ARTICLE:

An inaugural group of students (10 undergraduates, 1 graduate student) joined Drs. Deborah Wiese and Dr. Virginia Wickline for the psychology department's first-ever faculty-led study abroad immersion workshop entitled "Psychology in Japan." This study abroad workshop was specifically designed for students in psychology but was also open to non-majors. The workshop reviewed a host of psychology-related topics as they related to Japanese life, values, and behaviors. Before immersing ourselves in Japan, we engaged with the scholarly literature focusing on how culture influences identity, in-group versus out-group experiences (stigma, stereotypes, microaggressions), values, verbal and nonverbal communication, cultural traumas, culture shock, and other day-to-day behaviors of both humans and other primates.

In addition to trying new foods and new Japanese phrases, students on the workshop completed myriad intercultural experiences while abroad. In Tokyo, we were graciously hosted by our new friends, the Japanese college students and faculty from Kyorin University. We additionally observed children with autism at the Musashino Higashi Gakuen School, viewed a Kabuki theatre performance, explored “Old Japan” at the Boso-nu-Mura open air museum, and immersed ourselves in the whimsical world that is the Ghibli museum. In Nagano, we viewed Japanese Macaques in their natural habitat of the hot springs just outside Shibu Onsen and experienced formal meals and traditional hot-spring baths in a 200-year-old resort. In Hiroshima, we were honored by a lecture from famed atomic bomb survivor Dr. Koko Tanimoto Kondo, our guide to the Hiroshima Peace Park and Museum, and wandered alongside the sacred deer of Miyajima on Itsukushima Island. Finally, in Kyoto, we explored the psychology of religion by visiting numerous world-famous Shinto shrines and Buddist temples while residing in traditional Machiya housing and seeking out elusive geishas in the famed Gion district. All this in just 12 days! The diversity of experiences across rural, suburban, and urban settings allowed students a snapshot into the variety of subcultures that exist within the Japanese culture.

STORED RECORDS:

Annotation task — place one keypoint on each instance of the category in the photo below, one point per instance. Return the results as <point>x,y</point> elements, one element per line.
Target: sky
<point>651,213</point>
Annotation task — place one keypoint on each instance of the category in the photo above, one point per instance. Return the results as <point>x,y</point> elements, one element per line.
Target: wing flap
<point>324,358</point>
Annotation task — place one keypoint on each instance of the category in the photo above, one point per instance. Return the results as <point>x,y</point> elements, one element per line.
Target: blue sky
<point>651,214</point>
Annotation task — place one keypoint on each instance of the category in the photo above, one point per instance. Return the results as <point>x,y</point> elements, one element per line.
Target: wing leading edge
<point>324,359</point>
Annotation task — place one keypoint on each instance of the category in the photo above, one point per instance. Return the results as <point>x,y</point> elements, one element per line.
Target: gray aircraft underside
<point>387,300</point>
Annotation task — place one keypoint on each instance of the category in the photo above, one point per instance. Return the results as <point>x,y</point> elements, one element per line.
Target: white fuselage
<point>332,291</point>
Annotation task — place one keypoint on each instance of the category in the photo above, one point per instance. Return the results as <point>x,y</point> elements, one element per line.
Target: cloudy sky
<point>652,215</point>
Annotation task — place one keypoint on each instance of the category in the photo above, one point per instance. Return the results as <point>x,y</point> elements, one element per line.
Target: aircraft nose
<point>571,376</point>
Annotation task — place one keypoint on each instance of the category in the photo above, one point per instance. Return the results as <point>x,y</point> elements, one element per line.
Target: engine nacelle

TASKS TO COMPLETE:
- A) Answer these questions from the study abroad text:
(i) How many undergraduates and graduate students were in the inaugural group?
(ii) Students and faculty from which university hosted the group in Tokyo?
(iii) How many days did all the experiences in Japan take?
- B) Reproduce the passage of the study abroad text starting with "An inaugural group" and going on through "and other primates.".

FULL SOLUTIONS:
- A)
(i) 10 undergraduates and 1 graduate student.
(ii) Kyorin University.
(iii) 12 days.

- B)
An inaugural group of students (10 undergraduates, 1 graduate student) joined Drs. Deborah Wiese and Dr. Virginia Wickline for the psychology department's first-ever faculty-led study abroad immersion workshop entitled "Psychology in Japan." This study abroad workshop was specifically designed for students in psychology but was also open to non-majors. The workshop reviewed a host of psychology-related topics as they related to Japanese life, values, and behaviors. Before immersing ourselves in Japan, we engaged with the scholarly literature focusing on how culture influences identity, in-group versus out-group experiences (stigma, stereotypes, microaggressions), values, verbal and nonverbal communication, cultural traumas, culture shock, and other day-to-day behaviors of both humans and other primates.